Exercise prompt: For each entry below, output it exactly as it stands.

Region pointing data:

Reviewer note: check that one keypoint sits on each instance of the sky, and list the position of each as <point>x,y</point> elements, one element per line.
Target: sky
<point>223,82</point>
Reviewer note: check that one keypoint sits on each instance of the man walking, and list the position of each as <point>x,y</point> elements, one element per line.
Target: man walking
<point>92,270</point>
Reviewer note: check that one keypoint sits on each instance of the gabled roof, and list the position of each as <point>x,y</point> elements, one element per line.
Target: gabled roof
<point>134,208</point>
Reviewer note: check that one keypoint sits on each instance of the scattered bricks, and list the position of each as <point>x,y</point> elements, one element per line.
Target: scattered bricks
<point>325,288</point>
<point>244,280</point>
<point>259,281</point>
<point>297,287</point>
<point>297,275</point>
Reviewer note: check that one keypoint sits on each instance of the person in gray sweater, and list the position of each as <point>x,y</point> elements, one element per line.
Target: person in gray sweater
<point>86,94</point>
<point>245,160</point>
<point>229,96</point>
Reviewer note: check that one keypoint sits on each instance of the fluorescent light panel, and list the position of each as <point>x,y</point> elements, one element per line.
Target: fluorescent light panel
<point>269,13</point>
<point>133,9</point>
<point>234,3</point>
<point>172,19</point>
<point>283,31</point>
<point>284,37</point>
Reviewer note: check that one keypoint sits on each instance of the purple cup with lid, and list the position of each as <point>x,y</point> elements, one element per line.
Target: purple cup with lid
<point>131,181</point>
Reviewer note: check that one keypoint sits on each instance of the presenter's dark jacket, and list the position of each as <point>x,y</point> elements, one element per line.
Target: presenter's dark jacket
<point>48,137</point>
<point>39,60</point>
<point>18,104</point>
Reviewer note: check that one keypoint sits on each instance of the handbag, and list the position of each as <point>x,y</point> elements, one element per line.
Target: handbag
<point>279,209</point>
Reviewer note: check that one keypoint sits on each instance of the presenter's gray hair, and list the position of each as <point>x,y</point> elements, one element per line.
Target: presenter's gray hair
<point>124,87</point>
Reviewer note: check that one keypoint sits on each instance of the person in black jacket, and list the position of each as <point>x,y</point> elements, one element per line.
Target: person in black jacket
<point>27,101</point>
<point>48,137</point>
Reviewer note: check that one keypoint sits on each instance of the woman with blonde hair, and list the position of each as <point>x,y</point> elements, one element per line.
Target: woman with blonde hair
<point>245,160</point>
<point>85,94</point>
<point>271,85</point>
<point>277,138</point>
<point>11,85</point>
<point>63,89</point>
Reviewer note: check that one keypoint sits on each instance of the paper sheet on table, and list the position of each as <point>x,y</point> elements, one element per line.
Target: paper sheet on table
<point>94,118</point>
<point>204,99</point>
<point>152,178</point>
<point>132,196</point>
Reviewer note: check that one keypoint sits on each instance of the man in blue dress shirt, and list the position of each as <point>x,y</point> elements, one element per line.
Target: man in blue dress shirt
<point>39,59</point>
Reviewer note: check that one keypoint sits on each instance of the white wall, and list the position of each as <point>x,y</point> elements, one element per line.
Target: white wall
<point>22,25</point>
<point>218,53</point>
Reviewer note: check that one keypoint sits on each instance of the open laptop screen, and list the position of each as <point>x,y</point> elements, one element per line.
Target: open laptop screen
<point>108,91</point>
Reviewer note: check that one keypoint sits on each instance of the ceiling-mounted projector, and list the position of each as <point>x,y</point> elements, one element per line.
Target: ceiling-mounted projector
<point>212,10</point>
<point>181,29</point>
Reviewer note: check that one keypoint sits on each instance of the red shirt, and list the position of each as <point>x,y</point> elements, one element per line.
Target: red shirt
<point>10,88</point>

Solved exercise:
Reviewer note: check that one keypoint sits on each instance of the sky, and list the position of each as <point>x,y</point> elements, one element per line.
Target: sky
<point>223,82</point>
Reviewer note: check that one keypoint sits on each instance of the man walking, and list the position of each as <point>x,y</point> elements, one element per line.
Target: man walking
<point>92,270</point>
Reviewer note: check that one keypoint sits on each instance of the gabled roof, and list the position of each as <point>x,y</point> elements, one element per line.
Target: gabled roof
<point>134,208</point>
Reviewer note: check that one keypoint sits on each instance of the scattered bricks, and list the position of each as <point>x,y</point> elements, one element per line.
Target: scattered bricks
<point>325,288</point>
<point>244,280</point>
<point>259,281</point>
<point>297,287</point>
<point>297,275</point>
Reviewer note: check that one keypoint sits on each instance of the person in gray sweater, and list the position of each as <point>x,y</point> elements, one element per line.
Target: person in gray sweater
<point>86,94</point>
<point>245,160</point>
<point>229,96</point>
Reviewer note: check that one keypoint sits on each instance of the fluorescent light panel, and list the position of each as <point>x,y</point> elements, one element per line.
Target: fluorescent light panel
<point>269,13</point>
<point>133,9</point>
<point>234,3</point>
<point>172,19</point>
<point>283,31</point>
<point>284,37</point>
Reviewer note: check that one keypoint sits on each instance of the purple cup with lid, and list the position of each as <point>x,y</point> elements, one element per line.
Target: purple cup with lid
<point>131,181</point>
Reviewer note: check that one keypoint sits on each instance of the presenter's dark jacket, and list the position of each as <point>x,y</point> elements, one element per line.
Target: presenter's dark jacket
<point>48,137</point>
<point>39,60</point>
<point>18,104</point>
Reviewer note: check that one keypoint sits on each instance of the handbag, and list the position of each as <point>x,y</point> elements, one element per line.
Target: handbag
<point>279,209</point>
Reviewer note: check that one keypoint sits on each instance of the presenter's gray hair, and list the position of each as <point>x,y</point> elements, one element per line.
Target: presenter's gray hair
<point>124,87</point>
Reviewer note: check that one keypoint sits on each instance of the person in black jacket, and list the position of each as <point>x,y</point> elements, one element per line.
Target: person in black jacket
<point>27,101</point>
<point>48,137</point>
Reviewer note: check that one keypoint sits on each instance of the woman with blonde hair, and list the position of each as <point>x,y</point> elements, one element per line.
Target: woman with blonde hair
<point>245,160</point>
<point>85,94</point>
<point>271,85</point>
<point>277,138</point>
<point>11,85</point>
<point>63,89</point>
Reviewer note: check that one keypoint sits on each instance of the paper sheet on table, and list the position of each as <point>x,y</point> elements, one element per line.
Target: paper sheet on table
<point>94,118</point>
<point>204,99</point>
<point>152,178</point>
<point>132,196</point>
Reviewer note: check that one keypoint sits on each instance of the man in blue dress shirt, and list the position of each as <point>x,y</point> elements, one element per line.
Target: man in blue dress shirt
<point>39,59</point>
Reviewer note: check that one keypoint sits on each instance of the white wall, and list the position of each as <point>x,y</point> elements, one element per line.
Target: white wall
<point>22,25</point>
<point>218,53</point>
Reviewer note: check that one keypoint sits on each instance of the open laptop screen, and list the position of each as <point>x,y</point> elements, one element per line.
Target: open laptop screen
<point>108,91</point>
Reviewer note: check that one keypoint sits on each instance of the ceiling-mounted projector, and list the position of each as <point>x,y</point> elements, one element per line.
Target: ceiling-mounted projector
<point>212,10</point>
<point>181,29</point>
Reviewer note: check that one keypoint sits on each instance of the red shirt, and list the position of each as <point>x,y</point> elements, one element per line.
Target: red shirt
<point>10,88</point>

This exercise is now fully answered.